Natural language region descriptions
※ ※ ※
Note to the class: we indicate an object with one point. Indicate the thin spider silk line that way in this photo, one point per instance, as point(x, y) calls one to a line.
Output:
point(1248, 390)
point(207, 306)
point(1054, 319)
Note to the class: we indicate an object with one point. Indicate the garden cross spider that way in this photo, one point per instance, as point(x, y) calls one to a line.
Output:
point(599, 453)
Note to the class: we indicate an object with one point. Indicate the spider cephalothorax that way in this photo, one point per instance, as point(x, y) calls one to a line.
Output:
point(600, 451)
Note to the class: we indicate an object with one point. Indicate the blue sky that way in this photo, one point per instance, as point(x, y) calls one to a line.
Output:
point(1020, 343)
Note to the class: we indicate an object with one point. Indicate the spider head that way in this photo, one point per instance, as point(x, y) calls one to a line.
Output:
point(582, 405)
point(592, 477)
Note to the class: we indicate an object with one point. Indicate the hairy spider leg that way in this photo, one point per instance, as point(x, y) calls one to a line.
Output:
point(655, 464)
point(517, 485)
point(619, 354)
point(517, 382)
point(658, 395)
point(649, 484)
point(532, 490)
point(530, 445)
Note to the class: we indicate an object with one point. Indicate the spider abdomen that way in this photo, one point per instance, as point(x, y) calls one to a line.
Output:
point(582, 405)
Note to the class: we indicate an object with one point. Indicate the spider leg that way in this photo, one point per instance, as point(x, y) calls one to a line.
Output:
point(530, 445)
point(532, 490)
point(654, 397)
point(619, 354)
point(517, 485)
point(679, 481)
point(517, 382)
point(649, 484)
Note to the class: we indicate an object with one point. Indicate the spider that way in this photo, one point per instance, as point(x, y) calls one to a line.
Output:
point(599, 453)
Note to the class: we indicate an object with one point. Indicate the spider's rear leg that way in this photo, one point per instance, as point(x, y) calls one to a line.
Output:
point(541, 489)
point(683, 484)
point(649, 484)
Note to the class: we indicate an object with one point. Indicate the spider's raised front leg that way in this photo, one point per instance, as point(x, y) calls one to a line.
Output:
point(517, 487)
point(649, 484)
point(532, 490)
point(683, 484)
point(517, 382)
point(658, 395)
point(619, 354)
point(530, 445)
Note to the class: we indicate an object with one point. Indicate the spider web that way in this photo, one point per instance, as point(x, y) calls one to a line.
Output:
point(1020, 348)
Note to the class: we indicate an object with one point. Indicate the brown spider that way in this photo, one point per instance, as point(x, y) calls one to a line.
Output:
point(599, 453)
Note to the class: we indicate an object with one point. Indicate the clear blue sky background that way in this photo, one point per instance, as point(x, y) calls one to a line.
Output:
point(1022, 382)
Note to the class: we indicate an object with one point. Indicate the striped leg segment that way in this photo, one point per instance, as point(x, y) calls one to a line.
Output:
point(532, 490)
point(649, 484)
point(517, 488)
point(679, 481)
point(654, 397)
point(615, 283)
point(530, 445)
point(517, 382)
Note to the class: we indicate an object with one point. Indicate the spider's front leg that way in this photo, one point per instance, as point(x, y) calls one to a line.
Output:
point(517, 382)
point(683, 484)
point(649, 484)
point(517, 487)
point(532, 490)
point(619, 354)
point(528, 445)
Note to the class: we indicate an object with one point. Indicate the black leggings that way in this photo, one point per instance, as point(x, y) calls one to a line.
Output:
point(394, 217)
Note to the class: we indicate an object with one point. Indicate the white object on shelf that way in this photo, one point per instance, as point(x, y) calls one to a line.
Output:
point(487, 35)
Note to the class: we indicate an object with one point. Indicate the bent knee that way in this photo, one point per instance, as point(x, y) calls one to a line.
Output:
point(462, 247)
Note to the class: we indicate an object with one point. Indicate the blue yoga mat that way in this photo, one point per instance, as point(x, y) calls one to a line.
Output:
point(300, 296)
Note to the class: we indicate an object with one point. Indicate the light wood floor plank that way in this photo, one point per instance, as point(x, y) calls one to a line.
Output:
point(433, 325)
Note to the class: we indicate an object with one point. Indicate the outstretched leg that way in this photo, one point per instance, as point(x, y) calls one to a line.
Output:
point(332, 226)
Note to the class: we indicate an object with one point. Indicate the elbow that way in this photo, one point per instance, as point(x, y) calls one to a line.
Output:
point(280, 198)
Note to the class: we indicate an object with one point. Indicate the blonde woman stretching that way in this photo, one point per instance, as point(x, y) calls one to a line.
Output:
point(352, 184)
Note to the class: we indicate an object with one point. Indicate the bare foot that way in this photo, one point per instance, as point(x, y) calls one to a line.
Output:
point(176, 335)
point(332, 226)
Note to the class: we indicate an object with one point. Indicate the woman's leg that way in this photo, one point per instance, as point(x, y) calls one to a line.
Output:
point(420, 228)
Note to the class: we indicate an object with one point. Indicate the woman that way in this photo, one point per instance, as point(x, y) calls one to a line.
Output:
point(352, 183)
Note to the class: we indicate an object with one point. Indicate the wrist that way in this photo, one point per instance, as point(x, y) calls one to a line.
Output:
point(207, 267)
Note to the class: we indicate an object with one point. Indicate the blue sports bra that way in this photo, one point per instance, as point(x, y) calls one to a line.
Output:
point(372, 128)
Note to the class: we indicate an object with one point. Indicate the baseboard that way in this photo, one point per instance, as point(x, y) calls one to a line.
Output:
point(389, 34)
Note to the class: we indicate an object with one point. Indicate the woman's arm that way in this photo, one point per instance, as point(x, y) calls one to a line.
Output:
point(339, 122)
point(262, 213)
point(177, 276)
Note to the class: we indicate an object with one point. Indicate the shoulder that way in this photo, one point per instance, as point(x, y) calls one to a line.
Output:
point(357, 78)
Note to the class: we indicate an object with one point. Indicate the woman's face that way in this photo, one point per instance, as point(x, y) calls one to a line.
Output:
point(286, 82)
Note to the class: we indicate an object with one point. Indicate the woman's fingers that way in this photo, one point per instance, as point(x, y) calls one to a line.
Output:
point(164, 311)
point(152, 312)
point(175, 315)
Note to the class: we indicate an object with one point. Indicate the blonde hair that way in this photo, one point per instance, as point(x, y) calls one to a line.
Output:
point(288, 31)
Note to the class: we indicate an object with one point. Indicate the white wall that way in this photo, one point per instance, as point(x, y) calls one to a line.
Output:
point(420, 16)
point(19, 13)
※ ※ ※
■ **Activity**
Nothing in the data may differ; print all of it exactly as written.

■ **Answer for this exercise**
Note to the class: we indicate an object with one point. Indicate the thin spider silk line that way in this photo, one point per instance, as point(x, y) calls one to a line.
Output:
point(1248, 390)
point(207, 306)
point(1054, 319)
Note to the class: we indicate an object with one point. Indicate the garden cross spider that way in this photo, one point per instance, as point(x, y) calls one to a line.
Output:
point(599, 453)
Note to the class: we indicate an object with one point. Indicate the spider cephalothorax that way in this photo, one point per instance, as point(x, y) calls one to a line.
Output:
point(600, 451)
Note to the class: we indicate an object with one point. Indicate the blue sky that way in this photo, one point per instance, as point(x, y) calls one to a line.
Output:
point(1020, 343)
Note to the class: we indicate an object with one point. Indicate the spider head that way in this photo, one point per instance, as point(x, y) calls one to a line.
Output:
point(582, 405)
point(592, 477)
Note to the class: we indicate an object with one point. Indicate the hairy spider leg that way in this photo, one point per instance, as point(x, y) calls one to a line.
Output:
point(655, 464)
point(517, 485)
point(619, 354)
point(517, 382)
point(658, 395)
point(649, 484)
point(532, 490)
point(530, 445)
Note to the class: we indicate an object with one point. Indicate the spider abdomen that way in this photo, one point per instance, as point(x, y) calls one to a line.
Output:
point(582, 405)
Note to the class: we indicate an object with one point. Indicate the spider leg that way in this photo, one point per instance, as point(x, y) calls one to a line.
Output:
point(530, 445)
point(532, 490)
point(654, 397)
point(619, 354)
point(517, 485)
point(679, 481)
point(517, 382)
point(649, 484)
Note to the class: we indicate an object with one point. Indicate the spider that way in this photo, one point per instance, as point(x, y) calls one to a line.
Output:
point(599, 453)
Note to the class: we indicate an object with one point. Indicate the spider's rear leg that way in this photo, one point per instance, as point(x, y) calls one to a line.
Output:
point(541, 489)
point(683, 484)
point(649, 484)
Note to the class: we indicate an object with one point. Indicate the spider's raised front leg that way in this photo, one point per instance, as point(x, y) calls one to a line.
Output:
point(517, 487)
point(649, 484)
point(532, 490)
point(683, 484)
point(517, 382)
point(658, 395)
point(619, 354)
point(530, 445)
Note to the class: we indicate an object with one point. Indicate the spider web that way in this photo, one point per instance, as point(x, y) calls one to a line.
Output:
point(1020, 348)
Note to the class: we indicate an object with one point. Indicate the brown spider that way in this photo, one point per instance, as point(x, y) calls one to a line.
Output:
point(599, 453)
Note to the class: we indicate an object with one point. Indicate the clear blue sky background that way in this photo, one point per instance, as point(x, y) calls one to a line.
Output:
point(1022, 382)
Note to the class: we indicate an object with one point. Indicate the striped leg segment that way in this photo, one point per instance, as point(x, y) calls one to a line.
Output:
point(532, 490)
point(649, 484)
point(517, 488)
point(679, 481)
point(654, 397)
point(615, 283)
point(530, 445)
point(517, 382)
Note to the class: we indicate an object with one point. Indicate the spider's front leg that way in this photo, one point per instance, as point(x, y) calls one to a line.
Output:
point(517, 382)
point(683, 484)
point(649, 484)
point(517, 487)
point(532, 490)
point(619, 354)
point(528, 445)
Note to the class: we indicate an object with one point. Indicate the black leggings that way in this photo, one point per instance, as point(x, y) calls one to a line.
Output:
point(394, 217)
Note to the class: we indicate an object with one point. Indicate the white object on shelf that way in this photo, one point per instance, as point(x, y) calls one to a line.
Output:
point(487, 35)
Note to the class: we indicate an object with one point. Indicate the bent knee that way in this photo, one point per instance, as point(x, y) calls one to a line.
Output:
point(462, 247)
Note to the class: we indicate an object with one point. Indicate the blue yoga mat that way in this photo, one point per instance, as point(x, y) calls one to a line.
Output:
point(300, 296)
Note to the class: we indicate an object with one point. Indicate the light wood floor plank that way in this photo, one point per instance, as point(x, y) calls one to a line.
Output:
point(433, 325)
Note to the class: we indicate an object with one point. Indicate the outstretched leg that way in this photo, one point per instance, as point(x, y) calls one to a line.
Output:
point(332, 226)
Note to the class: we indicate an object with one point. Indicate the elbow that way in this photo, one point per instance, as point(x, y) calls one to a line.
Output:
point(280, 198)
Note to the class: we indicate an object with one point. Indicate the blonde woman stretching that way in this photo, one point per instance, as point(x, y) calls one to a line.
Output:
point(352, 184)
Note to the class: we indicate an object with one point. Indicate the bare foot that way in this photo, one point per instance, as point(x, y) calls one to a line.
Output:
point(176, 335)
point(332, 226)
Note to the class: we indicate an object with one point. Indicate the woman's leg that way in this photo, one point per instance, as point(x, y) calls one to a line.
Output:
point(420, 228)
Note to the class: we indicate an object with one point. Indicate the woman that way in this photo, one point per instance, as point(x, y) calls one to a line.
Output:
point(352, 183)
Note to the class: we indicate an object with one point. Indicate the wrist that way in this photo, one point per instance, as point(x, y) calls one to a line.
Output:
point(207, 267)
Note to the class: we indicate an object with one point. Indicate the blue sports bra that way in this photo, one point per instance, as point(x, y) calls one to a line.
Output:
point(372, 128)
Note to the class: we indicate an object with one point. Indicate the baseboard that way in this photo, one point per instance, as point(x, y) calls one to a line.
Output:
point(389, 34)
Note to the class: we indicate an object with one point. Indicate the woman's arm that way in this photo, one point per instance, as point(x, y) calls one to a line.
Output:
point(339, 122)
point(262, 213)
point(177, 276)
Note to the class: we indicate an object with one point. Indicate the shoulder that way in this photo, one point per instance, as point(x, y) calls one to a line.
Output:
point(357, 78)
Note to the class: we indicate an object with one point. Indicate the woman's face that way in this photo, one point per instance, as point(x, y) calls one to a line.
Output:
point(286, 82)
Note to the class: we indicate an object with one point. Indicate the woman's fingers that way in this photo, one point per instance, as point(x, y) calls one to a line.
Output:
point(164, 311)
point(152, 312)
point(175, 315)
Note to the class: we indicate an object with one point. Indicate the blonde hair that way in this photo, one point per instance, as point(x, y) calls one to a line.
Output:
point(288, 31)
Note to the class: we indicate an object with one point. Indicate the white wall that way in this photo, one point per instance, as point(x, y) calls one to a line.
Output:
point(420, 16)
point(19, 13)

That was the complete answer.